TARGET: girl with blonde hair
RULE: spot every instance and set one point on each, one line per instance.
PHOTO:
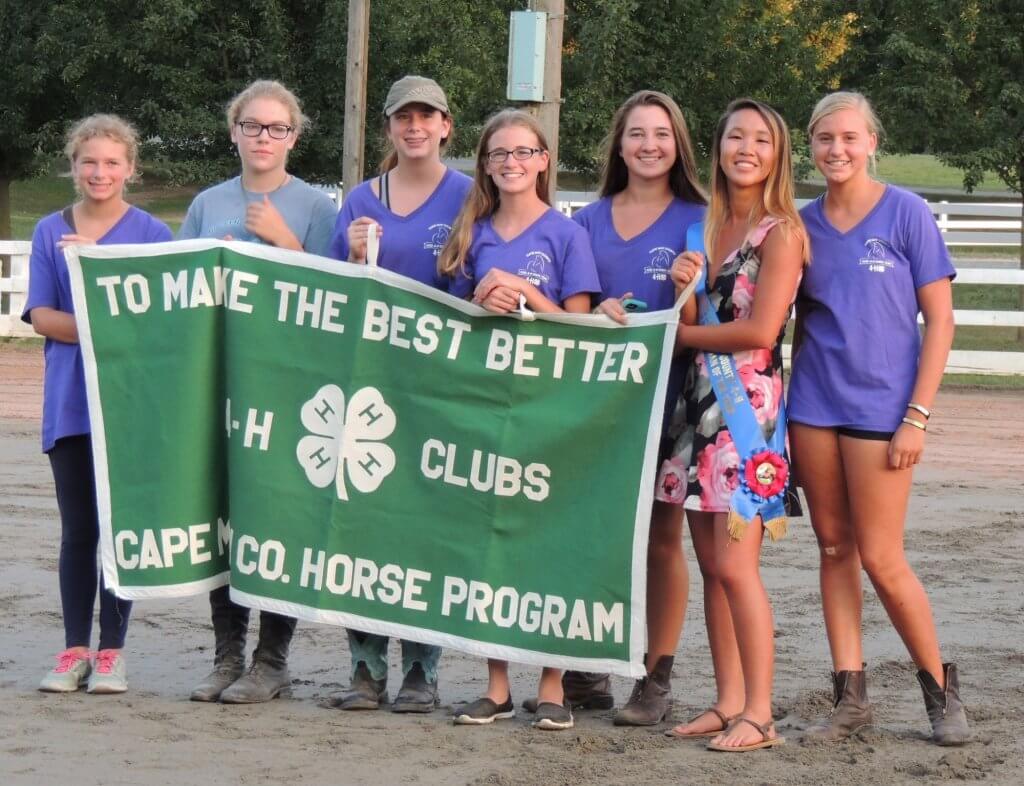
(102, 150)
(861, 395)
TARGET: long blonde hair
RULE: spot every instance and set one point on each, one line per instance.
(777, 198)
(484, 198)
(683, 178)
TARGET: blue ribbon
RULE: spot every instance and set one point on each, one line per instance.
(737, 409)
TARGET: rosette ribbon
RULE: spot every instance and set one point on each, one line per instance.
(764, 472)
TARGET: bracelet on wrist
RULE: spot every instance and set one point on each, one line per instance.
(915, 424)
(924, 410)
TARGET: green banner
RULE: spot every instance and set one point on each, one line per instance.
(345, 445)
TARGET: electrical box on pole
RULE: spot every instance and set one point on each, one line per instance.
(527, 37)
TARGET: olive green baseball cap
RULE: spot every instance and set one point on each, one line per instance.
(413, 89)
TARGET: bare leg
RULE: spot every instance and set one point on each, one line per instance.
(738, 569)
(721, 637)
(668, 582)
(879, 499)
(817, 459)
(498, 681)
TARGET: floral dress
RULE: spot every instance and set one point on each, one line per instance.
(702, 470)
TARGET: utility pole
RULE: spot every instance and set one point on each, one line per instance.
(548, 111)
(355, 93)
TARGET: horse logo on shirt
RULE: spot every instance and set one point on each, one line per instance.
(438, 236)
(878, 260)
(660, 260)
(536, 269)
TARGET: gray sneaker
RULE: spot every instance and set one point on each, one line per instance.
(72, 669)
(483, 711)
(110, 673)
(553, 717)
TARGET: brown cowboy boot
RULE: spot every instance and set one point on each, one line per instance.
(651, 698)
(944, 707)
(850, 711)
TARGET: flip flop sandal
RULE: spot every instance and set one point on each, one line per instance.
(700, 735)
(766, 741)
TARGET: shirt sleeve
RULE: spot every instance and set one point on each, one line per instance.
(579, 267)
(925, 248)
(43, 285)
(322, 227)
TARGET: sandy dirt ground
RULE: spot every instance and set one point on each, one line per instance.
(965, 538)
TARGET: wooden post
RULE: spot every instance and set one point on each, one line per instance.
(548, 111)
(355, 93)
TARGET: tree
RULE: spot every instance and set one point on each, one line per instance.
(951, 78)
(701, 53)
(168, 67)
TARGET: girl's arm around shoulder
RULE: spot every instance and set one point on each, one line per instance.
(781, 256)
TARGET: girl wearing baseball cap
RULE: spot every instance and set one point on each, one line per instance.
(413, 204)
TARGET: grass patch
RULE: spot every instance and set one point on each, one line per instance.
(986, 297)
(926, 172)
(982, 382)
(968, 252)
(33, 344)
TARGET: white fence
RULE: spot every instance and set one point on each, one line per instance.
(962, 224)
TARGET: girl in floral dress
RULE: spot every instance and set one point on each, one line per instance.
(756, 253)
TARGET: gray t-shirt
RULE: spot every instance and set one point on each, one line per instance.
(220, 211)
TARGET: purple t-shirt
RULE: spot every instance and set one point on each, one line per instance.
(409, 245)
(66, 411)
(641, 264)
(857, 362)
(553, 254)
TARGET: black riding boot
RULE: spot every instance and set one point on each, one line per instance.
(267, 677)
(230, 622)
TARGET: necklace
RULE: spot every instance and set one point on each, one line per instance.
(248, 195)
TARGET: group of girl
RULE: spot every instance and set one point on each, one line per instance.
(860, 262)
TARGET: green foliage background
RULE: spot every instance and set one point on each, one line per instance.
(947, 77)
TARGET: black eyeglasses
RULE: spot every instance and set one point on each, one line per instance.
(500, 156)
(273, 130)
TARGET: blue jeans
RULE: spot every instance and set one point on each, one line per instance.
(372, 650)
(71, 460)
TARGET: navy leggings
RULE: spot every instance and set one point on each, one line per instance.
(71, 460)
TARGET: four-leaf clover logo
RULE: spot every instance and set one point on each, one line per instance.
(346, 441)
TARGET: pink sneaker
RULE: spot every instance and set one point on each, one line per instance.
(72, 669)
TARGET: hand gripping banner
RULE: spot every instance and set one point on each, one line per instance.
(345, 445)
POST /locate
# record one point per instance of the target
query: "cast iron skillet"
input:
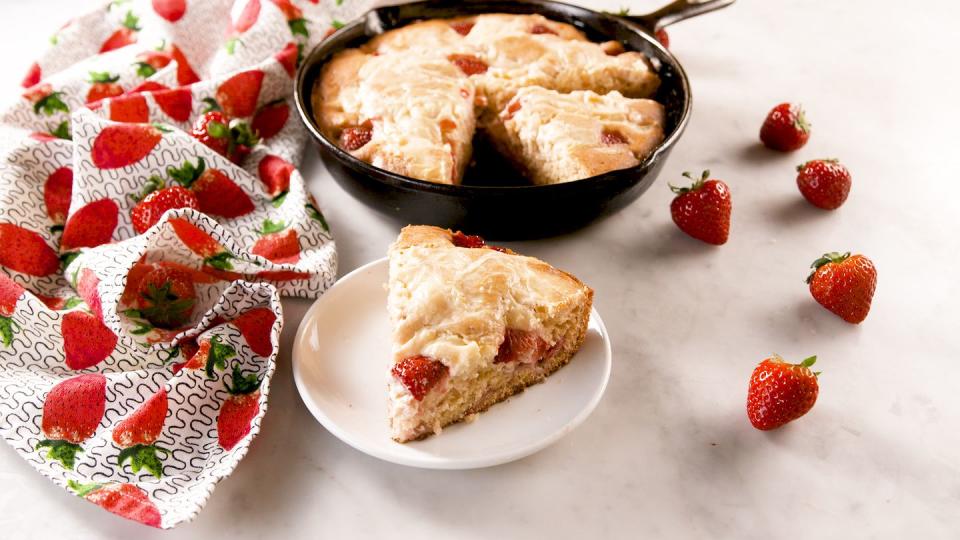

○ ○ ○ ○ ○

- _Goal_:
Copy out all of the records above line for line, with nothing changed, and leave out the pictures.

- _Correct output_:
TARGET: girl with blonde hair
RULE: spot every instance and set one point on each, one line per instance.
PHOTO:
(102, 150)
(861, 395)
TARGET: long blonde hair
RULE: spot every instance and set one point on each, one line per instance.
(777, 198)
(484, 198)
(683, 178)
TARGET: blue ribbon
RULE: spot every instance and set one point on each, one line per instance.
(737, 409)
TARGET: rosette ribbon
RULE: spot every instance and set one point on each, one line per instance.
(764, 472)
TARGET: bracelet on wrist
RULE: spot every instance and set one point on each, one line per instance.
(915, 424)
(924, 410)
TARGET: green banner
RULE: spot every instance and set one point on each, one line per instance.
(345, 445)
TARGET: electrical box on pole
RULE: spot every instance and set one point on each, one line per instance.
(527, 37)
TARGET: olive green baseball cap
RULE: spot every instance and set one point on each, one line per instance.
(413, 89)
TARGET: bare leg
RULE: spot every instance and set one point on each, one line per instance.
(738, 569)
(721, 637)
(668, 582)
(879, 499)
(817, 459)
(498, 681)
TARGET: floral dress
RULE: spot every instance and set one point on each, one line per instance.
(702, 470)
TARGET: utility pole
RULE: spot every instance and set one point on each, one line per instance.
(548, 111)
(355, 93)
TARGET: horse logo on shirt
RULE: spot every instance and set one point on each, one line per instance.
(438, 236)
(878, 260)
(660, 260)
(536, 269)
TARGET: gray sneaker
RULE: spot every instance and set one point on each, one line per instance.
(72, 669)
(483, 711)
(110, 673)
(553, 717)
TARGET: brown cowboy boot
RULE: spot every instance and set one point on each, one line per instance.
(651, 698)
(944, 707)
(850, 711)
TARGET: flip flop sandal
RULE: spot every instance and set one point on each, one line per instance.
(700, 735)
(766, 741)
TARGET: shirt sleeve
RULE: spot every instance and set one point on each, one line per instance.
(579, 267)
(925, 248)
(43, 285)
(322, 227)
TARGET: sandy dirt ground
RULE: spot every instance and set one point on each, one line per instance.
(965, 538)
TARGET: wooden post
RULE: spot every instance and set one point on each, one line per instance.
(548, 111)
(355, 93)
TARGET: tree
RULE: spot every instance and set one point on each, one line per instance.
(951, 78)
(701, 53)
(168, 67)
TARGET: girl's arm around shoulder
RULE: spot every instance and set one point on each, one line per instance.
(781, 256)
TARGET: girl wearing baseball cap
RULE: spot every instance and set one point on each, one line per instance.
(413, 204)
TARGET: grass patch
RULE: spot every instance and set one point on each, one line per instance.
(986, 297)
(926, 172)
(982, 382)
(968, 252)
(33, 344)
TARGET: white fence
RULE: spot every instance and set one point on each, one line per instance.
(962, 224)
TARGET: girl in floral dress
RULE: spot every instance and set one point on each, one line per instance.
(756, 253)
TARGET: gray t-shirt
RULE: spot every instance and set one point on each, one line per instance.
(220, 211)
TARGET: purple t-shirt
RULE: spot every instance and set one point on each, one line per instance.
(409, 245)
(66, 411)
(641, 264)
(857, 362)
(553, 254)
TARGET: black riding boot
RULE: spot every instance and set one point on each, one line per instance.
(267, 677)
(230, 622)
TARGET: necklace
RULE: spot every instance and set one point on each, one line per instance.
(248, 195)
TARGET: group of girl
RULE: spot every instance and set one point on each, one line per instance.
(860, 262)
TARGET: green foliage background
RULE: spot every instance and set one point on each, one line per instance.
(947, 77)
TARGET: black eyeglasses
RULE: spot every instance and set one point on each, one line per instance.
(500, 156)
(273, 130)
TARGET: blue jeans
RULE: spot every instance and set one point on each, one line per instance.
(372, 650)
(71, 460)
TARGET: navy leggings
RULE: spot every instance and set one point on each, one line per instance.
(71, 460)
TARGET: four-leaf clover logo
RULE: spot every instance and set one point on each, one line per instance.
(346, 441)
TARGET: pink sneaker
RULE: spot every instance and set one point on each, one line per instance.
(72, 669)
TARGET: hand gripping banner
RULE: spot every instance and set one point on each, one line per instance.
(345, 445)
POST /locate
# record one point per instance of the target
query: "cast iron skillet"
input:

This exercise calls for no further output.